The calculation formula of air emissivity is as follows:

$${\mathrm{M}}_{\mathrm{a}}=1{.24(\mathrm{P}/\mathrm{T}}_{\mathrm{s}}{)}^{\frac{1}{7}}$$

(4)

In Equation (4), $\mathrm{P}$ is the water vapor pressure in hpa.

Here, ${\mathrm{R}}_{\mathrm{net}}$ is used to express the forcing of energy uptake caused by biogeochemical factors. The negative sign indicates that ${\mathrm{R}}_{\mathrm{net}}$ decreases with the increase of albedo, and LE represents the forcing of consuming ${\mathrm{R}}_{\mathrm{net}}$ on energy consumption. Therefore, ${\mathrm{LE}-\mathrm{R}}_{\mathrm{net}}$ in this study represents the final result of surface energy budget between energy intake and expenditure caused by LUCC. In the forcing balance, a larger ${\mathrm{LE}-\mathrm{R}}_{\mathrm{net}}$ reduces the energy of sensible heat flux and soil heat flux. Thus, when less energy is used to heat the atmosphere and surface temperature, it corresponds to a cooling feedback or a weak warming feedback. Conversely, lower values of ${\mathrm{LE}-\mathrm{R}}_{\mathrm{net}}$ equate to a stronger warming feedback [1,7]. The basic research framework is shown in Figure 4.
:::::
* _TO DO_:
[1] Rewrite the part of the energy budget passage that begins at the words "The calculation formula" and stops after "pressure in hpa.", replacing "air emissivity" with "atmospheric emissivity".
[2] List every kind of feedback that the energy budget passage names.
[3] Continue the energy budget passage from its last sentence.
The data that comes next is separate from the energy budget passage.

* _STORED RECORDS_:
:::::
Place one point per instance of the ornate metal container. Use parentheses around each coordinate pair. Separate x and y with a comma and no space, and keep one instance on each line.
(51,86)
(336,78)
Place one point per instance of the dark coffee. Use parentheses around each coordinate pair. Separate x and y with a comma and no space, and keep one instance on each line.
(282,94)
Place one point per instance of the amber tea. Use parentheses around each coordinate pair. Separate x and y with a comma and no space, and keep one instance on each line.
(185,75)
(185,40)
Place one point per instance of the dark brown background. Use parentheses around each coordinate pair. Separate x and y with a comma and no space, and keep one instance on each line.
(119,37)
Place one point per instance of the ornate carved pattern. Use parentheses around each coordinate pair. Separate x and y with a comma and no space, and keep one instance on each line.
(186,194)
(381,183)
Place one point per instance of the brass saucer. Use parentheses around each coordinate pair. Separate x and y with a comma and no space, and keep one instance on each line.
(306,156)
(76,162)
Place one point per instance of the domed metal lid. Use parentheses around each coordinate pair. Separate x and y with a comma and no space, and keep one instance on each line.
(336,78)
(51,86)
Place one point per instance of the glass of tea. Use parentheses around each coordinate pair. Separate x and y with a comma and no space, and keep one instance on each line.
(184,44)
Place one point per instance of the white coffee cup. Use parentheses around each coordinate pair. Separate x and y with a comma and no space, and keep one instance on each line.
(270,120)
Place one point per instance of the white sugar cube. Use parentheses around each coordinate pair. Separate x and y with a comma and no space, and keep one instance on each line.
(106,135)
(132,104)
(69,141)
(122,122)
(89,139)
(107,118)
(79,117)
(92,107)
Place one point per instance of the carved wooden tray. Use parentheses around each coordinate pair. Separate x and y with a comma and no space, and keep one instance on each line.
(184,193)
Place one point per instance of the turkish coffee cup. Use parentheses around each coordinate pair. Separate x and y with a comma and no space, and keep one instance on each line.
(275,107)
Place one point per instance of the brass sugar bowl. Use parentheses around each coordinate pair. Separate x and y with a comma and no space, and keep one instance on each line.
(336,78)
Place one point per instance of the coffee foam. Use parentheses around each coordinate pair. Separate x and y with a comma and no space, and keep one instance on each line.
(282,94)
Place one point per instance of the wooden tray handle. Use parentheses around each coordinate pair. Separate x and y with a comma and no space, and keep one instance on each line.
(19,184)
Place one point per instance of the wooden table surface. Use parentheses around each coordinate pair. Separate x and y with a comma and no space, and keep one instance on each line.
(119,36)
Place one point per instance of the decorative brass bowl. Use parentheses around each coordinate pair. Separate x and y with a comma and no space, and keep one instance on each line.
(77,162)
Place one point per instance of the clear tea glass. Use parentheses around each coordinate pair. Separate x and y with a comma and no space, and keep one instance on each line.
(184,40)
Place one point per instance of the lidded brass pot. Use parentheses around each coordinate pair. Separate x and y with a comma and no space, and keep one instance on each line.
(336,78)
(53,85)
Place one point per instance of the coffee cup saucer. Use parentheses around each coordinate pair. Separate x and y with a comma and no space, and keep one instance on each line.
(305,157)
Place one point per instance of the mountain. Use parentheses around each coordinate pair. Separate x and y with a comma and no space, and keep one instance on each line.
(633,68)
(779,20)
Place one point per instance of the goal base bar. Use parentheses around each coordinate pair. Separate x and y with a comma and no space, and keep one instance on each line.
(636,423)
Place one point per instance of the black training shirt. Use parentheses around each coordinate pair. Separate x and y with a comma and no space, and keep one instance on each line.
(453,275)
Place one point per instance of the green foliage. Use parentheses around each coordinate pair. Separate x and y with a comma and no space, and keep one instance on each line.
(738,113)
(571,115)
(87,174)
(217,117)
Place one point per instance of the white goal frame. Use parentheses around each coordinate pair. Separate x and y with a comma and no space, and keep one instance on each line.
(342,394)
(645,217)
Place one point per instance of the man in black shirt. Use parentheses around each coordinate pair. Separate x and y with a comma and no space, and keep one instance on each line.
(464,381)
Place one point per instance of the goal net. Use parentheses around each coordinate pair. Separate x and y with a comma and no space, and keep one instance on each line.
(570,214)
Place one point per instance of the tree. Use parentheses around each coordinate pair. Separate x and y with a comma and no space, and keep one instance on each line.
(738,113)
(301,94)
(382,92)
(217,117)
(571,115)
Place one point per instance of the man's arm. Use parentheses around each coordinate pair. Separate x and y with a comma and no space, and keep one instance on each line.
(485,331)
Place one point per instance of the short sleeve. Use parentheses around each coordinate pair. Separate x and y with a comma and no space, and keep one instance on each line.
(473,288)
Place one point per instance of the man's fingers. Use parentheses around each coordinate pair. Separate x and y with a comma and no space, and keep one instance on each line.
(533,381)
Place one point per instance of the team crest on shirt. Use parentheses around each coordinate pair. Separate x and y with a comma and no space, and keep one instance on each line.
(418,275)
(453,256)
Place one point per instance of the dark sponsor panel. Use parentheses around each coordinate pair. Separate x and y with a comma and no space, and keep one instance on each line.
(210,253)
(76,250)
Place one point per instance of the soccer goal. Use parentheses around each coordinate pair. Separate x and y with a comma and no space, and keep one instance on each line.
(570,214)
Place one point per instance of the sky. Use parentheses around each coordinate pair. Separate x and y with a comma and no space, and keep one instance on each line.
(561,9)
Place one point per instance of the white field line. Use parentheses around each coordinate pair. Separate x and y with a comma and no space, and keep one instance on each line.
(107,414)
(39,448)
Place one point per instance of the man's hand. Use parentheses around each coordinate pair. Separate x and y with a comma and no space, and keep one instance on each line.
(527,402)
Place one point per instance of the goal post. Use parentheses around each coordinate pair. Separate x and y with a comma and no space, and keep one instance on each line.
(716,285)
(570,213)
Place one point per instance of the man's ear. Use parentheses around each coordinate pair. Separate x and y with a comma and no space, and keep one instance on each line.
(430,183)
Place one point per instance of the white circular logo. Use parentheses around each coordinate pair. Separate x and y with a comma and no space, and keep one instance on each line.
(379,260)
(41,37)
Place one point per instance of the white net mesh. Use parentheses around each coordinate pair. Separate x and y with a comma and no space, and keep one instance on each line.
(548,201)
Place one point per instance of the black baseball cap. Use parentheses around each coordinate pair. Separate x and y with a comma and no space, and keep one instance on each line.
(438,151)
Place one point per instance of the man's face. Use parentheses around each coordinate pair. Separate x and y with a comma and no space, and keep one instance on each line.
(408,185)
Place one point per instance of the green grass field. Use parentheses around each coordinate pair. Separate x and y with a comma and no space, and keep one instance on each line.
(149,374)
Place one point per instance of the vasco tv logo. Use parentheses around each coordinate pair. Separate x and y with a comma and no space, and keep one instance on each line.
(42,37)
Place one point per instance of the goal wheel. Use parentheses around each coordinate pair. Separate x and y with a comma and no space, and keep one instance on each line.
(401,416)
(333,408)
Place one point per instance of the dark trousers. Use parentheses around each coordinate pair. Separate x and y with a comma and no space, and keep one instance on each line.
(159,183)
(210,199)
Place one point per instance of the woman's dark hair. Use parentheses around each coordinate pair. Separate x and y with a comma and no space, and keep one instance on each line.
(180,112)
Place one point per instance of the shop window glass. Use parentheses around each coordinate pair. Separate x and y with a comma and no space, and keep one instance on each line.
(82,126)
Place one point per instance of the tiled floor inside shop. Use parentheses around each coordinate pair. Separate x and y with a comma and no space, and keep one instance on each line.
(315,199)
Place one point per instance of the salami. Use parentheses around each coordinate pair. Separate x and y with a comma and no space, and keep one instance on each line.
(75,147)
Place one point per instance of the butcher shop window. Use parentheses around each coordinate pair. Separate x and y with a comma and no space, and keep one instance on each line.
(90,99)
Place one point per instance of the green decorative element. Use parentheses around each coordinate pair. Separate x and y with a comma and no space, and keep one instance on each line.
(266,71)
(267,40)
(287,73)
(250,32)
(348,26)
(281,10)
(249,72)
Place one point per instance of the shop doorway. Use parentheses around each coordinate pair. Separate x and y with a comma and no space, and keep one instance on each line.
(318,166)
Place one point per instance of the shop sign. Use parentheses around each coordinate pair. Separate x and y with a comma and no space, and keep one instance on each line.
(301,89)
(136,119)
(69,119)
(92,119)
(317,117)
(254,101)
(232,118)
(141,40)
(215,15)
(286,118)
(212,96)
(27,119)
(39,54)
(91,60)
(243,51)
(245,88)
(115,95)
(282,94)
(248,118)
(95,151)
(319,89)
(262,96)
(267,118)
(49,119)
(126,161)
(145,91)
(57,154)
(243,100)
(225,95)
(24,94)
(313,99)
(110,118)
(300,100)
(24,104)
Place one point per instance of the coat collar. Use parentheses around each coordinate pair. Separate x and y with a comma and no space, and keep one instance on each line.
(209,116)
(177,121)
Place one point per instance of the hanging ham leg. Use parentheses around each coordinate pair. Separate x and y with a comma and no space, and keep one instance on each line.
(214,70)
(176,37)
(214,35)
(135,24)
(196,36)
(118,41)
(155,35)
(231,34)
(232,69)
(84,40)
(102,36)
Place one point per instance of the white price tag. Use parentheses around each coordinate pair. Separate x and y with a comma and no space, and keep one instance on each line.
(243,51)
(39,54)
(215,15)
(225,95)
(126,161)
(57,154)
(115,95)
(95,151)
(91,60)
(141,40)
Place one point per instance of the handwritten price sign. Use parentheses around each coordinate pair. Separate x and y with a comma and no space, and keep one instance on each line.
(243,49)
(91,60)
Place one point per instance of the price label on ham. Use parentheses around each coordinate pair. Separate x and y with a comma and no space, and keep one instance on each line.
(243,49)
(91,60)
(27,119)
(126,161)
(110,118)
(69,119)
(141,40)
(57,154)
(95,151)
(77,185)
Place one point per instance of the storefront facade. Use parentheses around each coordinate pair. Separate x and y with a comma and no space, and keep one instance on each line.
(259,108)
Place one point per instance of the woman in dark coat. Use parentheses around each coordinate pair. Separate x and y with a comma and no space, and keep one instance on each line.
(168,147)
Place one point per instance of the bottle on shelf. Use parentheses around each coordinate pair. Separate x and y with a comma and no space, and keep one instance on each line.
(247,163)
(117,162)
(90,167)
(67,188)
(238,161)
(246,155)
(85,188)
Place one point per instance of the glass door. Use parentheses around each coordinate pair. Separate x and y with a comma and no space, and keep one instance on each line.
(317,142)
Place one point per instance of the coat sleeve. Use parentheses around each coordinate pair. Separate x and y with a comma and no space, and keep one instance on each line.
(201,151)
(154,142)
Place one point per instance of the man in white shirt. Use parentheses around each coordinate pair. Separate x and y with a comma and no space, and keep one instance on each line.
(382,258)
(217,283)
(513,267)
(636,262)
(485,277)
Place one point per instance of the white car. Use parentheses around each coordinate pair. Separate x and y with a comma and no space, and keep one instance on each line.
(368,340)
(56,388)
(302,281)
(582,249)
:::::
* _SOLVED PROBLEMS_:
[1]
The calculation formula of atmospheric emissivity is as follows:

$${\mathrm{M}}_{\mathrm{a}}=1{.24(\mathrm{P}/\mathrm{T}}_{\mathrm{s}}{)}^{\frac{1}{7}}$$

(4)

In Equation (4), $\mathrm{P}$ is the water vapor pressure in hpa.

[2]
cooling feedback
weak warming feedback
stronger warming feedback

[3]
2.3.3. Data Processing

In this study, we used the land cover data from 2000 and 2015 and obtained the changes of different land types during the study period by superimposing the two periods of data (Figure 3). After synthesizing the annual data in batches, the factors affecting the surface energy balance were calculated through the formula for surface energy balance. By using regional statistics, we extracted the values of various factors of energy absorption and consumption of underground land from 2000 to 2015, including land surface temperature, surface albedo, net shortwave radiation, net longwave radiation, net radiation and latent heat flux. Based on the values of various factors under different land use types, we discussed the impacts of different land types on the surface energy budget and analyzed the changes in multi-year mean values of various factors in different study areas using trend analysis. Because land resources and human social development complement each other, land use types reflect social development to a certain extent. This study explored the changes of surface energy budget caused by land type changes from the perspective of biogeochemistry.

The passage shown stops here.